== CONSIGNE ==
Rédigez la suite de l'extrait sur le sang, les microbes et les antitoxines, à partir de sa dernière phrase.
====== EXTRAIT DU TEXTE
Or ce qui est vraiment surprenant, ce n’est pas qu’il y ait quelques rares microbes pathogènes, mais bien qu’il s’en rencontre si peu. Des millions de germes pénètrent par le poumon et sont à chaque instant détruits ; car nous ne sommes pas dévorés par eux, et les actions chimiques de l’être vivant sont assez puissantes pour les anéantir.


Le sang possède encore une autre propriété plus étonnante encore que celle de la destruction microbienne. Il neutralise les poisons, et fabrique des contre-poisons (antitoxines).

On a été amené à constater ce fait remarquable par une série d’expériences qui remontent à 1888. Je démontrai en 1888 que le sang des animaux ayant subi une infection, et guéris, protège contre cette infection même quand on l’injecte à un autre animal. A la suite de cette expérience, j’essayai l’injection thérapeutique de certains sérums (première sérothérapie, 1890)., Deux ans après, Behring faisait une très belle découverte en constatant que le sérum des animaux infectés et guéris contient une substance antitoxique, une antitoxine, qui a le pouvoir de détruire et de combattre la toxine sécrétée par les microbes.
============
====== DONNÉES D'ENTRÉE
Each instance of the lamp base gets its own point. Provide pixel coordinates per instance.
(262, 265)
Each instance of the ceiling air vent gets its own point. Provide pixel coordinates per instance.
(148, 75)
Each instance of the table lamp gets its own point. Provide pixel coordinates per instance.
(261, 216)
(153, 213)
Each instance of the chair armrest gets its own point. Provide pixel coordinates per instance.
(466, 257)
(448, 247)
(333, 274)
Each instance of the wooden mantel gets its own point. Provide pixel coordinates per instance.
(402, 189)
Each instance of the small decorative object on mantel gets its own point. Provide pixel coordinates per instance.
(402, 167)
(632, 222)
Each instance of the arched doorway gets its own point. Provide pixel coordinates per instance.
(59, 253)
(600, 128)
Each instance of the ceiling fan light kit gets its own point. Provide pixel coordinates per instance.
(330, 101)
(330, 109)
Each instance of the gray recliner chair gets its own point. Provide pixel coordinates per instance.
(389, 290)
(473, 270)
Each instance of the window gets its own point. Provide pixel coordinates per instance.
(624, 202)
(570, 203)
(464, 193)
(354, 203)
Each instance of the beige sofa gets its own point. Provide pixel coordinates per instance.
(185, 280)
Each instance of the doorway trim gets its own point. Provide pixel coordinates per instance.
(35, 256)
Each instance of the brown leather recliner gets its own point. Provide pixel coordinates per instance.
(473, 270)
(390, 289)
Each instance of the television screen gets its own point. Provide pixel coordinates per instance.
============
====== DONNÉES D'ENTRÉE
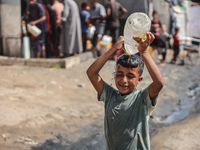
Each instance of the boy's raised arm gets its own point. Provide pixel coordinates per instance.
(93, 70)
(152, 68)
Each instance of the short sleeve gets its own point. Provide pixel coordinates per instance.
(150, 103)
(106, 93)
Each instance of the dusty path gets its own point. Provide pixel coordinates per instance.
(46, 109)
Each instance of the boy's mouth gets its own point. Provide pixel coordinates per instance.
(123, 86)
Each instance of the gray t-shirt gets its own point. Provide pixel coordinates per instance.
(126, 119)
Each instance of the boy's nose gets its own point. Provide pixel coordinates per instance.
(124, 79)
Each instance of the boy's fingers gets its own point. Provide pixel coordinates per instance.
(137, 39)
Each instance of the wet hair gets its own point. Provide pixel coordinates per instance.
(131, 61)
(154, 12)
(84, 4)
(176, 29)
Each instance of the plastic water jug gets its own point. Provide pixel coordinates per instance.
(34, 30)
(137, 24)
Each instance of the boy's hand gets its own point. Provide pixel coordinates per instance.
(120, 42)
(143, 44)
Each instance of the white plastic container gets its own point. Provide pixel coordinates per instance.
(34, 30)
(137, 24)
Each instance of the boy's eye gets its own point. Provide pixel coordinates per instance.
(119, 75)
============
== RÉPONSE ==
Ainsi, quand des poisons sont déversés dans le sang par les microbes, le sang est doué d’un étrange pouvoir. Il fabrique des contre-poisons ; il produit des corps qui neutralisent les poisons, à peu près comme l’acide sulfurique neutralise la potasse.

Chaque fois qu’on injecte un poison (colloïde), aussitôt le sang et les cellules fabriquent l’antitoxine nécessaire, si bien que contre une seconde injection l’animal est protégé. C’est l’immunité acquise, une des conditions les plus surprenantes de la vie biologique des êtres : car à chaque toxine, microbienne ou non, l’être oppose aussitôt une antitoxine spéciale, contre-poison de cette toxine même, et non des autres toxines.